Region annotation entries
::::
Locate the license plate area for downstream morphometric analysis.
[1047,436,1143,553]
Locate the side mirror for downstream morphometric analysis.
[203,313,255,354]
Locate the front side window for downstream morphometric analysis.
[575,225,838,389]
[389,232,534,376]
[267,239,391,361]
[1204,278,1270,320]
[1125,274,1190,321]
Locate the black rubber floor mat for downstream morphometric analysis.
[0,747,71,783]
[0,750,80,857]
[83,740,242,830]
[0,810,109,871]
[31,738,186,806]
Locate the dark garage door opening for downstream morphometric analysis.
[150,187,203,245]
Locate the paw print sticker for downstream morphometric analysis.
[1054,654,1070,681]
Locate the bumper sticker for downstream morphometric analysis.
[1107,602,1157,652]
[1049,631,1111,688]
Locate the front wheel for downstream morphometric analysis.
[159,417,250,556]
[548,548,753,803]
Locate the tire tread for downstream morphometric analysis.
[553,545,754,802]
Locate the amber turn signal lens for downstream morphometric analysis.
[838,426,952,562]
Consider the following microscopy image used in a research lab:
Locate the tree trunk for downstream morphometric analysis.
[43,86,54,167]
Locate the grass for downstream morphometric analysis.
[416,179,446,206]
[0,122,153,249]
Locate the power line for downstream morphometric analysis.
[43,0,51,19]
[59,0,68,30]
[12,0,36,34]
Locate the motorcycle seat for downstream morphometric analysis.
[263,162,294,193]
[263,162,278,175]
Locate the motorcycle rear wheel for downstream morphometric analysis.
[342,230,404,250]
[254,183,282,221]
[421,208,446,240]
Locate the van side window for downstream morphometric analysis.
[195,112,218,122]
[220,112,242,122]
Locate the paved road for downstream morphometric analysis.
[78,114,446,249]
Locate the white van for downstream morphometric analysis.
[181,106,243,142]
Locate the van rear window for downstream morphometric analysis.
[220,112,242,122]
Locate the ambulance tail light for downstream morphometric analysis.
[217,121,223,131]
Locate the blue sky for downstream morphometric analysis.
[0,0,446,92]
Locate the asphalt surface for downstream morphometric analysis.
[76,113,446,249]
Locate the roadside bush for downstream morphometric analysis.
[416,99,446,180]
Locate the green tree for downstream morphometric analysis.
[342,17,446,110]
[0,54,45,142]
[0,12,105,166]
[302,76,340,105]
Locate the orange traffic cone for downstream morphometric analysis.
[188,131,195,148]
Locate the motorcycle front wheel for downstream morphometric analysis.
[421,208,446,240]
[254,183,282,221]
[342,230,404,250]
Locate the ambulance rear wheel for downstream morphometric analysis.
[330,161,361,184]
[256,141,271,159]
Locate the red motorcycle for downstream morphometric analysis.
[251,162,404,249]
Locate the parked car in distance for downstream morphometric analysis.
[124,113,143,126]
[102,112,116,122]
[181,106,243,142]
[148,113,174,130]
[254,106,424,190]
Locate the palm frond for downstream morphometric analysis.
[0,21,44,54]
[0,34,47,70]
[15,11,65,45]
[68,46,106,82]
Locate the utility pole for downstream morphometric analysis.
::::
**Task instructions**.
Rewrite all of the items above as a numbered list and leave out any blank lines.

**Correct output**.
1. Locate the license plate area for downstream morphometric analysis.
2. [1047,436,1143,553]
3. Locate the side mirror for downstream morphometric analysis.
4. [203,313,255,354]
5. Locate the front side window for downstream morphometric analysis.
6. [575,225,838,389]
7. [389,232,534,376]
8. [267,239,391,361]
9. [1204,278,1270,320]
10. [1125,274,1190,321]
11. Locate the black rubber floor mat for downstream morphometric analysis.
12. [0,747,71,783]
13. [0,750,80,857]
14. [83,740,242,830]
15. [0,810,109,871]
16. [31,738,186,806]
17. Locate the dark garage door opening for downstream morphometric analysis.
18. [150,187,203,245]
19. Locate the paw print sticker for downstream morphometric analysis.
20. [1054,654,1070,681]
21. Locate the bumper sticker for downstream morphometric analysis.
22. [1107,602,1157,652]
23. [1049,631,1111,688]
24. Locate the front wheel for downstream morphometric analysis.
25. [159,417,250,556]
26. [548,548,753,803]
27. Locate the tire tread for downstream morphometric analysis.
28. [553,545,754,802]
29. Locate the amber turn signal lens for downstream morphometric analysis.
30. [838,426,952,562]
31. Consider the following microscopy image used in a research lab:
32. Locate the tree trunk for downstream morphometric analysis.
33. [43,86,54,167]
34. Locate the grass for downstream morphometric analysis.
35. [416,179,446,206]
36. [0,122,153,249]
37. Locate the power line for downstream morphometric analysis.
38. [43,0,51,19]
39. [59,0,68,30]
40. [12,0,36,34]
41. Locate the motorcycle seat for downstream morphometric analysis.
42. [263,162,294,193]
43. [263,162,278,175]
44. Locate the motorcycle rear wheel for downstream morphometric analysis.
45. [342,230,404,250]
46. [254,183,282,221]
47. [421,208,446,240]
48. Locate the van side window for downstream morphometric analysis.
49. [195,112,218,122]
50. [220,112,242,122]
51. Locate the paved road for downstream morphometric analysis.
52. [78,114,446,249]
53. Locate the white van for downstream morphometric analysis.
54. [181,106,243,142]
55. Locate the van rear window for downstream morphometric analysis.
56. [220,112,242,122]
57. Locate the ambulance tail light for downstream morphometric analysis.
58. [217,121,223,131]
59. Locate the blue sky for downstream morphometric analysis.
60. [0,0,446,92]
61. Locate the asphalt surface for downstream morphometric analysis.
62. [76,113,446,249]
63. Locate the roadside bush for downstream morphometric analysis.
64. [416,99,446,180]
65. Locate the green tree for downstream morphometric analysis.
66. [342,17,446,110]
67. [0,54,45,142]
68. [0,12,105,166]
69. [302,76,340,105]
70. Locate the orange traffic cone for downstream morphometric analysis.
71. [188,131,195,148]
72. Locate the motorcycle front wheel for downstream morphometric analysis.
73. [421,208,446,240]
74. [254,183,282,221]
75. [342,230,404,250]
76. Locate the ambulance rear wheel for downstream morphometric analysis.
77. [330,161,361,184]
78. [256,141,271,159]
79. Locate the red motorcycle for downstream morphometric analysis.
80. [251,162,404,249]
81. Locate the parked car in distance for downstream morphometric analysis.
82. [124,113,143,126]
83. [102,112,116,122]
84. [181,106,243,142]
85. [148,113,174,130]
86. [254,106,424,190]
87. Locate the palm frond for downstream morphometric analysis.
88. [0,21,44,54]
89. [0,34,47,70]
90. [15,11,65,45]
91. [68,46,106,82]
92. Locate the utility pole for downstream morphometric analysis.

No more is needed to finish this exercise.